> **Activity**: Among the entries, how many lines carry the string "blue"? Give the number and nothing else.

==== Data for this exercise ====

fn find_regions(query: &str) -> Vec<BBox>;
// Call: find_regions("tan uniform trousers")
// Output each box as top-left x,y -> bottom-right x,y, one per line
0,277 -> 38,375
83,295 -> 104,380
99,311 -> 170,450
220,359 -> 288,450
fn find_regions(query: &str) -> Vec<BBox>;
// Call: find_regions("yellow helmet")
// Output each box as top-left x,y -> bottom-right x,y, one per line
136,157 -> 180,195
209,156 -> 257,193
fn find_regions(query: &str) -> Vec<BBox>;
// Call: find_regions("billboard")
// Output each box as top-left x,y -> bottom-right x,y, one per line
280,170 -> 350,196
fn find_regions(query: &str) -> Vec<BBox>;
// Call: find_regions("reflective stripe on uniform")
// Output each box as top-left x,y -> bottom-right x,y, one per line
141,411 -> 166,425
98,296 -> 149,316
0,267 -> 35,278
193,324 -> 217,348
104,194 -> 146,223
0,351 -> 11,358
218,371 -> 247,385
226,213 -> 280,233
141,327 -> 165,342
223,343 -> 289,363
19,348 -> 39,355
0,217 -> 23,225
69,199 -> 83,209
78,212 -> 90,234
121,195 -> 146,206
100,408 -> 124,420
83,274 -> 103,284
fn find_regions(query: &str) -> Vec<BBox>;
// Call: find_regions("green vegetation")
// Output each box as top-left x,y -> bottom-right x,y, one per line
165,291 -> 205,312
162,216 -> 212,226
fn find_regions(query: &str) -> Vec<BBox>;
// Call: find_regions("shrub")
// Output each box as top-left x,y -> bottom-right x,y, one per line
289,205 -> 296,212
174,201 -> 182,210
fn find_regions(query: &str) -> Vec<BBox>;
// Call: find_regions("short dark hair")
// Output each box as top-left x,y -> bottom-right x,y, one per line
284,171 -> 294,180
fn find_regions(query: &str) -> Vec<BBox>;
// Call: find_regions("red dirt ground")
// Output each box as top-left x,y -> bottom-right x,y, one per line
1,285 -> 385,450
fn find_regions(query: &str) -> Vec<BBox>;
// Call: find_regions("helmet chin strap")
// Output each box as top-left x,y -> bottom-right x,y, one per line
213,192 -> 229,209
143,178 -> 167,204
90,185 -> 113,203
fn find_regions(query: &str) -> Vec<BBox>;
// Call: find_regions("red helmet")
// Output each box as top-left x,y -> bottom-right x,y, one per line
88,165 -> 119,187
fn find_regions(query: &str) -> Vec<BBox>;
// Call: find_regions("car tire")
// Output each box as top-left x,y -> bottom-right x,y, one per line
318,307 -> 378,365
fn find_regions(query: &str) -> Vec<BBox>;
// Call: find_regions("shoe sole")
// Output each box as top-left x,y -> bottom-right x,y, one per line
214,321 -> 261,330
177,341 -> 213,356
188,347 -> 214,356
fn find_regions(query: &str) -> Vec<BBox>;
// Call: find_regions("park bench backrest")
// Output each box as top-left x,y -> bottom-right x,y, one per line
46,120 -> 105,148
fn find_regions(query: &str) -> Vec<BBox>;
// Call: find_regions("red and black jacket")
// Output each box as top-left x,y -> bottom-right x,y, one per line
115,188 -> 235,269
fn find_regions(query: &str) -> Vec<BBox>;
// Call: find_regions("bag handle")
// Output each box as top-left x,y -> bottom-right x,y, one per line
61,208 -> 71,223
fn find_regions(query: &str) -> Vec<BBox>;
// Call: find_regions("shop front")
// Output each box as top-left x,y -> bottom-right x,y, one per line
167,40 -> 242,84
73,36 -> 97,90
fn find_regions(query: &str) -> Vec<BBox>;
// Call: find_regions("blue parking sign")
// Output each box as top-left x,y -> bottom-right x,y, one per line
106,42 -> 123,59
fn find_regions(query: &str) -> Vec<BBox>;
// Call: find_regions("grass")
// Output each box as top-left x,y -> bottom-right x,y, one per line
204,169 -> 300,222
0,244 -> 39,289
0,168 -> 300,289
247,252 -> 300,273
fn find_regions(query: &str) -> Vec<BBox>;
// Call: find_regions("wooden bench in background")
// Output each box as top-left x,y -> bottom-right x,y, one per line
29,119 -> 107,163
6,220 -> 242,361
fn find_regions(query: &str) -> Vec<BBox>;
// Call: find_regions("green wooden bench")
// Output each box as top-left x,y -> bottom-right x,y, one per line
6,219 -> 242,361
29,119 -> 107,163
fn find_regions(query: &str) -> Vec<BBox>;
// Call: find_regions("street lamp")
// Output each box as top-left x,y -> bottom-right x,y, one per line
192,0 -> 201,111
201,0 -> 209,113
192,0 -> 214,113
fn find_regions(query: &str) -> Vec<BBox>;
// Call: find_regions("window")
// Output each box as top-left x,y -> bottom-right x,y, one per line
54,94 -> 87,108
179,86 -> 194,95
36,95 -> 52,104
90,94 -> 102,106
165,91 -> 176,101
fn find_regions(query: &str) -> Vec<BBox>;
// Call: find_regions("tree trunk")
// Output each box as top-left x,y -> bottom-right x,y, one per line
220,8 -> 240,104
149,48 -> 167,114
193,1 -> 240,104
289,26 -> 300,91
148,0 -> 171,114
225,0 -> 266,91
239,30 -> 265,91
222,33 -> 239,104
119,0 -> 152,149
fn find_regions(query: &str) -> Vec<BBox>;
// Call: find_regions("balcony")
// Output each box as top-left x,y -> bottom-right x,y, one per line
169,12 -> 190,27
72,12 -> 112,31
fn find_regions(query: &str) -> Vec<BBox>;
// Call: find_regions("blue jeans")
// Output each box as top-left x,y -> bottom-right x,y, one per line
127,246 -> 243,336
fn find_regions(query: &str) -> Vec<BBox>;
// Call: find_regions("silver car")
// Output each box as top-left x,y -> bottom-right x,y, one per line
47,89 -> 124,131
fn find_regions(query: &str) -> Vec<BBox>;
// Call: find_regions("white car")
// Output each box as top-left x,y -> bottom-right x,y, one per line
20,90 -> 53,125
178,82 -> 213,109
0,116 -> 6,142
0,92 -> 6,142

====

> **Answer space**: 2